Work order
The job is to output each record exactly as it stands, pictures excluded.

Data supplied
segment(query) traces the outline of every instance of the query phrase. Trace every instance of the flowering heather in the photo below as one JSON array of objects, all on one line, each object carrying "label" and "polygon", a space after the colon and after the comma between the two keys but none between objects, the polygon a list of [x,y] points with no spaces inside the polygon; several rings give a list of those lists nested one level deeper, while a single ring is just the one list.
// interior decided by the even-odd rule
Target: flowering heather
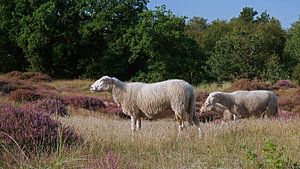
[{"label": "flowering heather", "polygon": [[287,97],[278,97],[278,106],[280,109],[286,111],[292,111],[292,109],[295,107],[292,99]]},{"label": "flowering heather", "polygon": [[71,145],[78,136],[69,127],[44,113],[22,110],[11,105],[0,105],[0,145],[24,152],[51,152],[58,140]]},{"label": "flowering heather", "polygon": [[16,91],[11,92],[8,98],[15,102],[24,103],[41,99],[42,96],[37,94],[34,90],[18,89]]},{"label": "flowering heather", "polygon": [[31,110],[45,113],[48,115],[57,114],[61,116],[68,115],[66,104],[61,99],[44,98],[35,102],[27,103],[22,106],[23,110]]},{"label": "flowering heather", "polygon": [[274,85],[274,88],[278,89],[288,89],[294,87],[296,86],[290,80],[278,80]]},{"label": "flowering heather", "polygon": [[42,98],[54,98],[54,99],[62,98],[60,92],[55,88],[52,89],[52,88],[39,86],[38,88],[36,88],[35,93],[42,96]]},{"label": "flowering heather", "polygon": [[107,115],[117,115],[121,118],[129,118],[128,115],[123,113],[123,110],[121,107],[119,107],[116,103],[113,101],[106,101],[104,102],[106,107],[102,110],[103,113]]},{"label": "flowering heather", "polygon": [[0,79],[0,92],[9,93],[17,90],[17,85]]},{"label": "flowering heather", "polygon": [[34,87],[18,81],[0,77],[0,92],[8,94],[17,89],[34,89]]},{"label": "flowering heather", "polygon": [[290,120],[290,119],[299,118],[300,113],[281,110],[281,111],[278,112],[278,117],[283,119],[283,120]]},{"label": "flowering heather", "polygon": [[235,81],[232,86],[226,89],[226,92],[233,92],[237,90],[268,90],[271,84],[262,82],[260,80],[240,79]]},{"label": "flowering heather", "polygon": [[5,76],[7,78],[12,78],[16,80],[28,80],[31,82],[51,82],[51,77],[45,73],[40,72],[19,72],[12,71],[6,73]]},{"label": "flowering heather", "polygon": [[83,108],[92,111],[99,111],[105,108],[105,104],[100,99],[87,96],[65,96],[64,102],[75,108]]}]

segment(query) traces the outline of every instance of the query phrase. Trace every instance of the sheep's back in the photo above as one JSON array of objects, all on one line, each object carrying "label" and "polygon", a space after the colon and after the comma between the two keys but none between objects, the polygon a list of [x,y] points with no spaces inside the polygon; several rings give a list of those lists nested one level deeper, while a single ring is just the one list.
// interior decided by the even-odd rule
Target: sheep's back
[{"label": "sheep's back", "polygon": [[182,80],[145,84],[138,93],[137,105],[145,115],[155,116],[170,109],[171,104],[188,104],[191,90],[191,85]]},{"label": "sheep's back", "polygon": [[238,91],[232,93],[237,105],[246,108],[250,113],[261,113],[268,106],[275,106],[277,96],[272,91]]}]

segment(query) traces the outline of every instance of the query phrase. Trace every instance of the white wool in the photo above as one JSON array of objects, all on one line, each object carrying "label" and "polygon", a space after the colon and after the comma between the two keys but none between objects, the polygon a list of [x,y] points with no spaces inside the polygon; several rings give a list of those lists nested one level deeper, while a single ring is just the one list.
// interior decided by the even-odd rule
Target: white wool
[{"label": "white wool", "polygon": [[[140,126],[142,115],[157,118],[159,113],[168,109],[175,112],[176,118],[183,120],[188,117],[190,125],[196,124],[199,127],[199,120],[195,116],[193,87],[183,80],[173,79],[149,84],[127,83],[103,76],[91,86],[91,91],[111,92],[114,101],[122,107],[123,112],[131,116],[132,130],[135,130],[136,120]],[[180,123],[180,127],[181,125]]]},{"label": "white wool", "polygon": [[277,96],[268,90],[212,92],[201,107],[201,112],[212,109],[227,109],[239,118],[250,116],[276,116]]}]

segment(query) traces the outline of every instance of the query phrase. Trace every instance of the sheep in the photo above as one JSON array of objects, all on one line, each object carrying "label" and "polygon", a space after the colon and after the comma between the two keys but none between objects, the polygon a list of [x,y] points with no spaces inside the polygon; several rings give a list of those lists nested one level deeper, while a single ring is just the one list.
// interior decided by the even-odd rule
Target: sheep
[{"label": "sheep", "polygon": [[201,135],[200,122],[195,116],[195,95],[193,87],[183,80],[166,80],[157,83],[122,82],[117,78],[103,76],[91,85],[92,92],[108,91],[122,111],[131,117],[131,132],[141,129],[141,117],[159,118],[161,112],[172,110],[179,122],[178,135],[188,117],[190,125],[195,124]]},{"label": "sheep", "polygon": [[211,110],[227,110],[233,115],[234,121],[250,116],[276,116],[278,114],[277,96],[274,92],[267,90],[212,92],[200,112]]}]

Exercise response
segment(query) traces the outline of every instance of the query phrase. Trace every instance of the flowering heather in the photo below as one JSON array of objects, all on one line, each object carrying "label" and "polygon", a space after the colon and after the comma between the two keys but none between objects, the polygon a list of [x,y] points with no spaces inside the polygon; several rings give a list of those lists nested one level deeper, while a single ring is just the one list.
// interior decided by the even-odd rule
Target: flowering heather
[{"label": "flowering heather", "polygon": [[287,97],[278,97],[278,106],[280,109],[286,111],[292,111],[292,109],[295,107],[292,99]]},{"label": "flowering heather", "polygon": [[71,145],[78,136],[69,127],[44,113],[22,110],[11,105],[0,105],[0,145],[24,152],[51,152],[58,140]]},{"label": "flowering heather", "polygon": [[16,91],[11,92],[8,98],[15,102],[24,103],[41,99],[42,96],[37,94],[34,90],[18,89]]},{"label": "flowering heather", "polygon": [[31,110],[45,113],[48,115],[57,114],[61,116],[68,115],[66,104],[61,99],[44,98],[35,102],[27,103],[22,106],[23,110]]},{"label": "flowering heather", "polygon": [[274,85],[274,88],[278,89],[288,89],[294,87],[296,86],[290,80],[278,80]]},{"label": "flowering heather", "polygon": [[42,98],[54,98],[54,99],[62,98],[60,92],[55,88],[52,89],[52,88],[39,86],[38,88],[36,88],[35,93],[42,96]]},{"label": "flowering heather", "polygon": [[107,115],[117,115],[121,118],[129,118],[128,115],[123,113],[123,110],[121,107],[119,107],[116,103],[113,101],[106,101],[104,102],[106,107],[102,110],[103,113]]},{"label": "flowering heather", "polygon": [[0,79],[0,92],[9,93],[17,90],[17,85]]},{"label": "flowering heather", "polygon": [[34,87],[18,81],[0,77],[0,92],[8,94],[17,89],[34,89]]},{"label": "flowering heather", "polygon": [[290,120],[290,119],[299,118],[300,113],[281,110],[281,111],[278,112],[278,117],[283,119],[283,120]]},{"label": "flowering heather", "polygon": [[235,81],[232,86],[226,89],[226,92],[233,92],[237,90],[268,90],[271,84],[262,82],[260,80],[240,79]]},{"label": "flowering heather", "polygon": [[5,76],[7,78],[12,78],[16,80],[28,80],[31,82],[51,82],[51,77],[45,73],[40,72],[19,72],[12,71],[6,73]]},{"label": "flowering heather", "polygon": [[83,108],[92,111],[99,111],[105,108],[105,104],[100,99],[87,96],[65,96],[64,102],[75,108]]}]

segment(query) traces the outline of every instance of the query phrase. Trace every instance of the sheep's back in the photo above as one JSON array of objects, all on one line, each object carrying "label" and "polygon", a space after the colon and after the comma between the two keys but none between objects, the polygon a list of [x,y] points with no spaces inside the polygon; several rings give a list of those lists nested one level deeper, while a single ring is just the one list.
// interior decided by the even-odd rule
Target: sheep's back
[{"label": "sheep's back", "polygon": [[182,80],[145,84],[138,93],[137,105],[145,115],[155,116],[170,109],[171,104],[188,104],[191,90],[191,85]]},{"label": "sheep's back", "polygon": [[238,91],[232,93],[237,105],[246,108],[250,113],[261,113],[268,106],[275,106],[277,96],[272,91]]}]

segment(query) traces the outline of every instance of the query phrase. Trace every instance of the white wool in the photo above as one JSON array of objects, all on one line, each object carrying "label" and "polygon", a space after the colon and after the comma between the two keys but none between objects, the polygon a list of [x,y] points with no spaces inside the polygon; several rings give a list of those lists nested one level deeper, while a single ring is just the one list.
// interior decided by the even-odd rule
Target: white wool
[{"label": "white wool", "polygon": [[[140,126],[142,115],[157,118],[159,113],[168,109],[175,112],[176,118],[183,120],[188,117],[190,125],[196,124],[199,127],[199,120],[195,116],[193,87],[183,80],[173,79],[149,84],[127,83],[103,76],[91,86],[91,91],[111,92],[114,101],[122,107],[123,112],[131,116],[132,130],[135,130],[136,120]],[[180,123],[180,127],[181,125]]]},{"label": "white wool", "polygon": [[277,96],[268,90],[212,92],[201,107],[201,112],[212,109],[227,109],[239,118],[250,116],[276,116]]}]

segment(query) traces the outline of every instance of the query phrase. Trace every instance of the sheep in the photo above as one JSON array of objects, all on one line, each object carrying "label" and "polygon", a space after the colon and after the comma between the two keys but none between objects, the polygon a list of [x,y] points with no spaces inside the polygon; several rings give a list of those lists nested one level deeper, while a single ring is just the one list.
// interior decided by the even-odd rule
Target: sheep
[{"label": "sheep", "polygon": [[201,135],[200,122],[195,116],[195,95],[193,87],[183,80],[166,80],[157,83],[122,82],[117,78],[103,76],[91,85],[92,92],[108,91],[122,111],[131,117],[131,132],[141,129],[141,117],[159,118],[161,112],[172,110],[179,122],[178,135],[188,117],[190,125],[195,124]]},{"label": "sheep", "polygon": [[211,110],[227,110],[233,115],[234,121],[250,116],[276,116],[278,114],[277,96],[274,92],[267,90],[212,92],[200,112]]}]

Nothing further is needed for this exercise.